-- What to work on --
Repeat, exactly and completely, the entries shown underneath.
━━━━━━━━━━
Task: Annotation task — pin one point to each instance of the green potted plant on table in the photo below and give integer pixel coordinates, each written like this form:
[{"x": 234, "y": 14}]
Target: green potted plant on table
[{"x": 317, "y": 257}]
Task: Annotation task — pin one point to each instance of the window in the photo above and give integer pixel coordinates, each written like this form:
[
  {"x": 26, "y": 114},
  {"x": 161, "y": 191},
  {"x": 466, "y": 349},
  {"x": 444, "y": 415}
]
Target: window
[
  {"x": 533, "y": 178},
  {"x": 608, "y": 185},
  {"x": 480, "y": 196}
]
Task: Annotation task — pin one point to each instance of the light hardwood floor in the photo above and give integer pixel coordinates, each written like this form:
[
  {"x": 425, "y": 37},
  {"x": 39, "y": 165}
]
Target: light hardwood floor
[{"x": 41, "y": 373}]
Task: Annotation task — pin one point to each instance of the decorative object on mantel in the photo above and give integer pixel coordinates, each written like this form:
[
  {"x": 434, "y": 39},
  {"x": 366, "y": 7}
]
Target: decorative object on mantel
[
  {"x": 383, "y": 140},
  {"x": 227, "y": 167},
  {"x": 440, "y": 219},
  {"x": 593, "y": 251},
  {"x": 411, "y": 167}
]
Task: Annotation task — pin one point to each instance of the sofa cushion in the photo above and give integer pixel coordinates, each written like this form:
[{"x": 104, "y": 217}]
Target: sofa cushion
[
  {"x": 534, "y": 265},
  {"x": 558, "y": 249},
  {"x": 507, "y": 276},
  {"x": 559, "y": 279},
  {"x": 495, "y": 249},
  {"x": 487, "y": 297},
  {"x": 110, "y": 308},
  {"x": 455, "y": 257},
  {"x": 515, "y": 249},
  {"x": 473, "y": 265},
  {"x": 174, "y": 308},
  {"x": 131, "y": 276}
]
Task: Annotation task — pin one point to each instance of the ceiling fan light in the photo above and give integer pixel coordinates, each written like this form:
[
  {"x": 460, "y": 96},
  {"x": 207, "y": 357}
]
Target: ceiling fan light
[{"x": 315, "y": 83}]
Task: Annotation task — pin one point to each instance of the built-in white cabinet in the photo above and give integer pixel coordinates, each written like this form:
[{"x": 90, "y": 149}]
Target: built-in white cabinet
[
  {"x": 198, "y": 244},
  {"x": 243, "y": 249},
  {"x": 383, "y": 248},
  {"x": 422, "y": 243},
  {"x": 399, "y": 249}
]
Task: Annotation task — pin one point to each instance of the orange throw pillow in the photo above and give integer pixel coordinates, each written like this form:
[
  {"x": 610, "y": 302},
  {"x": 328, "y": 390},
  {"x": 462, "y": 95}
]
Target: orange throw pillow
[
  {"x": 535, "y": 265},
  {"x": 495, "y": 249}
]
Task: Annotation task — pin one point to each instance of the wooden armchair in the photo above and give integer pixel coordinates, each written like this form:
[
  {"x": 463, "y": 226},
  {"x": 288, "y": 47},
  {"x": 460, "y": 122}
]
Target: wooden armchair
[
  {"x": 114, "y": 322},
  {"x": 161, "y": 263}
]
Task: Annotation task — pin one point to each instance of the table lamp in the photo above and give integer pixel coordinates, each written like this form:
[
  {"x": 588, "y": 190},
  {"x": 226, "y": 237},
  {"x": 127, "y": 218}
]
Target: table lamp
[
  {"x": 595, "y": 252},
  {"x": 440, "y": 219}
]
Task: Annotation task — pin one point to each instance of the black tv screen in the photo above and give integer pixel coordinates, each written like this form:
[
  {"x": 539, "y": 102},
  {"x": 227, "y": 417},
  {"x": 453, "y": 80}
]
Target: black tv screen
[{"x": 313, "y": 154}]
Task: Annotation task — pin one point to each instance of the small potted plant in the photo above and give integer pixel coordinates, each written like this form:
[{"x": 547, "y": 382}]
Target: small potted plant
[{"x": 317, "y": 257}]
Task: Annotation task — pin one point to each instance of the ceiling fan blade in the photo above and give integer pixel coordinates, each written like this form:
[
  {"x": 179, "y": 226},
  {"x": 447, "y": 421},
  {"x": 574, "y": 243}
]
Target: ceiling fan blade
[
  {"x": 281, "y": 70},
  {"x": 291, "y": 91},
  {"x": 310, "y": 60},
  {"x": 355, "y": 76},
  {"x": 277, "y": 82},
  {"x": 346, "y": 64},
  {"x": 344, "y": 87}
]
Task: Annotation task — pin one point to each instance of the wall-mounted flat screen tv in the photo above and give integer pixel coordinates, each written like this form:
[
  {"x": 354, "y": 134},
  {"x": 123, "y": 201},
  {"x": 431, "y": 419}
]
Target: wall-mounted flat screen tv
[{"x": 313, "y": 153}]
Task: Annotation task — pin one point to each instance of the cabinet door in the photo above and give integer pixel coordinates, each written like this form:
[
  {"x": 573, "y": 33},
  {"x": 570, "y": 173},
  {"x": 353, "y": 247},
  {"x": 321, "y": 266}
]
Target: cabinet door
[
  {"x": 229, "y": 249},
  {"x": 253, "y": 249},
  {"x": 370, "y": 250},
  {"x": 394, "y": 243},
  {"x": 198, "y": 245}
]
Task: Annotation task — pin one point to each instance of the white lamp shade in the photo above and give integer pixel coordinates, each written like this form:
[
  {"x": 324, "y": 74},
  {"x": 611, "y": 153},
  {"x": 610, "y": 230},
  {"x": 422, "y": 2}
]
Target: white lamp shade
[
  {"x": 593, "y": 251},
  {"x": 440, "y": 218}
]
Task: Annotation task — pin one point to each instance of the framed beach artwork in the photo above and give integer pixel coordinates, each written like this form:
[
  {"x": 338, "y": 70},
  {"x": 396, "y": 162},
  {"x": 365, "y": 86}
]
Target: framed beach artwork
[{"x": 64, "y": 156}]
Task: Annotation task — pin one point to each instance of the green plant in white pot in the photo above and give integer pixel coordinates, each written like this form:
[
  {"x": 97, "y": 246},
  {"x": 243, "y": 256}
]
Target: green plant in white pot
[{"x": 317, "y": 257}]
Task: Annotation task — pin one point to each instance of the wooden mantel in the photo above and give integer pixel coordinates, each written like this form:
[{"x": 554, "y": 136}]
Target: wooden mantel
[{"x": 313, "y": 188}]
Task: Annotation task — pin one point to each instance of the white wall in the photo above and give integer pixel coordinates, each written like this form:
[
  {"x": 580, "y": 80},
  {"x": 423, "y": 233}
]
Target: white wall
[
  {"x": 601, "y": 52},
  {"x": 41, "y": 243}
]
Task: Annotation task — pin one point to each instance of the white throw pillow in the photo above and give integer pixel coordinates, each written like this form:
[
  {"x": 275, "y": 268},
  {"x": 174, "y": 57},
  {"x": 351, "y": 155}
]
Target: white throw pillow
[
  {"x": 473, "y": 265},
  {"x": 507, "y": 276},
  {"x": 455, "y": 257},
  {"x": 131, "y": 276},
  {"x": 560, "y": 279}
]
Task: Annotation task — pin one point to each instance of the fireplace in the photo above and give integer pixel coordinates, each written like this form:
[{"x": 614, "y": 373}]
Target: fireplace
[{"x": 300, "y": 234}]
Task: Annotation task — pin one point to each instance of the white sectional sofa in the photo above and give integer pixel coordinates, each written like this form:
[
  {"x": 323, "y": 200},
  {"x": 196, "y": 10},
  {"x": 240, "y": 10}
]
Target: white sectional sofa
━━━━━━━━━━
-- Exercise response --
Task: Annotation task — pin one point to each instance of the green potted plant on table in the photo below and give integer pixel coordinates, each written like this form:
[{"x": 234, "y": 14}]
Target: green potted plant on table
[{"x": 317, "y": 257}]
Task: Annotation task — pin one point to each instance of the window in the photo above and give integer pixel coordinates, each written like this form:
[
  {"x": 26, "y": 114},
  {"x": 161, "y": 191},
  {"x": 466, "y": 349},
  {"x": 444, "y": 415}
]
Target: window
[
  {"x": 533, "y": 178},
  {"x": 608, "y": 185},
  {"x": 480, "y": 196}
]
Task: Annotation task — pin one point to each instance of the light hardwood floor in the photo above and give integer pixel coordinates, each written like this form:
[
  {"x": 425, "y": 37},
  {"x": 39, "y": 165}
]
Target: light hardwood floor
[{"x": 41, "y": 373}]
Task: Annotation task — pin one point to each instance of the decorative object on mantel in the photo above and give integer pixel coordinates, each written like this form:
[
  {"x": 434, "y": 39},
  {"x": 366, "y": 7}
]
Target: decorative object on mantel
[
  {"x": 383, "y": 140},
  {"x": 227, "y": 167},
  {"x": 440, "y": 219},
  {"x": 593, "y": 251},
  {"x": 411, "y": 167}
]
Task: Annotation task — pin one point to each instance of the sofa cushion in the photo above and give integer pixel coordinates, each written like this form:
[{"x": 104, "y": 217}]
Target: sofa cushion
[
  {"x": 534, "y": 265},
  {"x": 558, "y": 249},
  {"x": 507, "y": 276},
  {"x": 559, "y": 279},
  {"x": 495, "y": 249},
  {"x": 487, "y": 297},
  {"x": 110, "y": 308},
  {"x": 455, "y": 257},
  {"x": 515, "y": 249},
  {"x": 473, "y": 265},
  {"x": 174, "y": 308},
  {"x": 131, "y": 276}
]
Task: Annotation task — pin one point to each instance of the ceiling fan light in the photo above and give integer pixel coordinates, each written like this form:
[
  {"x": 460, "y": 96},
  {"x": 207, "y": 357}
]
Target: ceiling fan light
[{"x": 315, "y": 83}]
Task: Annotation task — pin one point to each instance of the built-in white cabinet in the photo above and give integer pixel coordinates, each written like this form:
[{"x": 90, "y": 149}]
Target: built-in white cabinet
[
  {"x": 198, "y": 244},
  {"x": 243, "y": 249},
  {"x": 383, "y": 248},
  {"x": 422, "y": 243},
  {"x": 399, "y": 249}
]
Task: Annotation task — pin one point to each instance of the orange throw pillow in the photo above and give integer pixel coordinates, each written like this form:
[
  {"x": 610, "y": 302},
  {"x": 328, "y": 390},
  {"x": 462, "y": 95}
]
Target: orange throw pillow
[
  {"x": 535, "y": 265},
  {"x": 495, "y": 249}
]
Task: Annotation task — pin one point to each instance of the wooden armchair in the photo above and give integer pixel coordinates, each written like this form:
[
  {"x": 463, "y": 226},
  {"x": 288, "y": 47},
  {"x": 460, "y": 122}
]
Target: wooden armchair
[
  {"x": 114, "y": 322},
  {"x": 161, "y": 263}
]
Task: Annotation task — pin one point to each instance of the table lamp in the photo above and give integer pixel coordinates, each written like this form:
[
  {"x": 588, "y": 190},
  {"x": 226, "y": 237},
  {"x": 127, "y": 218}
]
Target: table lamp
[
  {"x": 595, "y": 252},
  {"x": 440, "y": 219}
]
Task: Annotation task — pin one point to each instance of the black tv screen in the photo above and give integer pixel coordinates, each written like this form:
[
  {"x": 539, "y": 102},
  {"x": 227, "y": 417},
  {"x": 453, "y": 80}
]
Target: black tv screen
[{"x": 313, "y": 154}]
Task: Annotation task — pin one point to each instance of the small potted plant in the photo above and give integer pixel coordinates, each written like this form:
[{"x": 547, "y": 382}]
Target: small potted plant
[{"x": 317, "y": 257}]
Task: Annotation task — pin one point to each instance of the ceiling fan blade in the photo above and give integer pixel coordinates, each written like this form:
[
  {"x": 179, "y": 226},
  {"x": 447, "y": 421},
  {"x": 574, "y": 243}
]
Target: ceiling fan blade
[
  {"x": 281, "y": 70},
  {"x": 291, "y": 91},
  {"x": 310, "y": 60},
  {"x": 355, "y": 76},
  {"x": 277, "y": 82},
  {"x": 346, "y": 64},
  {"x": 344, "y": 87}
]
Task: Annotation task — pin one point to each instance of the wall-mounted flat screen tv in the photo above and give integer pixel coordinates, each written like this form:
[
  {"x": 354, "y": 134},
  {"x": 123, "y": 201},
  {"x": 431, "y": 419}
]
Target: wall-mounted flat screen tv
[{"x": 313, "y": 153}]
Task: Annotation task — pin one point to each instance of the cabinet door in the photo above and give integer pixel coordinates, each written like this form:
[
  {"x": 573, "y": 33},
  {"x": 570, "y": 173},
  {"x": 353, "y": 247},
  {"x": 321, "y": 266}
]
Target: cabinet door
[
  {"x": 229, "y": 249},
  {"x": 253, "y": 249},
  {"x": 370, "y": 250},
  {"x": 394, "y": 243},
  {"x": 198, "y": 245}
]
Task: Annotation task — pin one point to each instance of the white lamp shade in the photo above and give integer pixel coordinates, each written like this form:
[
  {"x": 324, "y": 74},
  {"x": 611, "y": 153},
  {"x": 610, "y": 230},
  {"x": 422, "y": 2}
]
Target: white lamp shade
[
  {"x": 593, "y": 251},
  {"x": 440, "y": 218}
]
Task: Annotation task — pin one point to each instance of the framed beach artwork in the photo above and give integer pixel coordinates, each written like this form:
[
  {"x": 338, "y": 70},
  {"x": 396, "y": 162},
  {"x": 365, "y": 86}
]
Target: framed beach artwork
[{"x": 64, "y": 156}]
Task: Annotation task — pin one point to each instance of the green plant in white pot in the photo above and give integer pixel coordinates, each written like this form:
[
  {"x": 97, "y": 246},
  {"x": 243, "y": 256}
]
Target: green plant in white pot
[{"x": 317, "y": 257}]
Task: Annotation task — pin one point to each instance of the wooden mantel in the photo above and give integer pixel coordinates, each written like this form:
[{"x": 554, "y": 136}]
Target: wooden mantel
[{"x": 313, "y": 188}]
Task: Annotation task — pin one point to each instance of the white wall in the photo above and give integer pixel coordinates, each written like this form:
[
  {"x": 580, "y": 80},
  {"x": 423, "y": 233}
]
Target: white wall
[
  {"x": 601, "y": 52},
  {"x": 41, "y": 243}
]
Task: Annotation task — pin one point to each instance of the white throw pillow in the photo above and give integer pixel coordinates, each written like this form:
[
  {"x": 275, "y": 268},
  {"x": 174, "y": 57},
  {"x": 351, "y": 155}
]
Target: white throw pillow
[
  {"x": 473, "y": 265},
  {"x": 507, "y": 276},
  {"x": 455, "y": 257},
  {"x": 131, "y": 276},
  {"x": 560, "y": 279}
]
Task: Annotation task — pin one point to each instance of the fireplace in the photo above and give integer pixel coordinates, each written like this form:
[{"x": 614, "y": 373}]
Target: fireplace
[{"x": 300, "y": 234}]
Task: Annotation task — pin one point to each instance of the white sectional sofa in the photo above and give integer pixel coordinates, each written like this form:
[
  {"x": 323, "y": 200},
  {"x": 196, "y": 10},
  {"x": 240, "y": 10}
]
Target: white sectional sofa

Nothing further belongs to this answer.